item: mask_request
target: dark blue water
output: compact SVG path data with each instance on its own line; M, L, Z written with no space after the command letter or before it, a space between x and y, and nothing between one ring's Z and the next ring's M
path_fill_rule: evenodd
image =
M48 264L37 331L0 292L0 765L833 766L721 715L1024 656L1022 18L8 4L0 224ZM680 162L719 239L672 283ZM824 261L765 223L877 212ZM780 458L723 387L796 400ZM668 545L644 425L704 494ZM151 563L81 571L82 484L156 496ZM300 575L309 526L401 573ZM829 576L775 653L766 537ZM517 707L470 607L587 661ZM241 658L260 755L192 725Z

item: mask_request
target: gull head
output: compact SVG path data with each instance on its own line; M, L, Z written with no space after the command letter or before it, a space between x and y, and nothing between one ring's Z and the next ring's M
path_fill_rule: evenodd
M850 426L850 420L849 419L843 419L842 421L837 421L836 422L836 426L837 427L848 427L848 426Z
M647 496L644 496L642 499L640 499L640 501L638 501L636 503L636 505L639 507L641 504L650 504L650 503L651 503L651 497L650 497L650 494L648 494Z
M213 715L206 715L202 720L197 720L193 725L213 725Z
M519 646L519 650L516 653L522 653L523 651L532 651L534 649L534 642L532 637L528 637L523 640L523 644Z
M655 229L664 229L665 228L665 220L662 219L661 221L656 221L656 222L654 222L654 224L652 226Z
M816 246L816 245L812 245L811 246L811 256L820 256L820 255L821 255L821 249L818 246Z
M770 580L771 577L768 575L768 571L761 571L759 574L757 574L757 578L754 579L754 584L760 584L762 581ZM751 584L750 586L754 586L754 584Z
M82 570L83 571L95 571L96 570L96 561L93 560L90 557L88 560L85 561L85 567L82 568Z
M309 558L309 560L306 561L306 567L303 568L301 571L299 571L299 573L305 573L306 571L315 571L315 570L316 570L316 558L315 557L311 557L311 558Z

YOUR GOAL
Each line above that contains the word "target" should be counted, and only the total given.

RESULT OF THIS TASK
2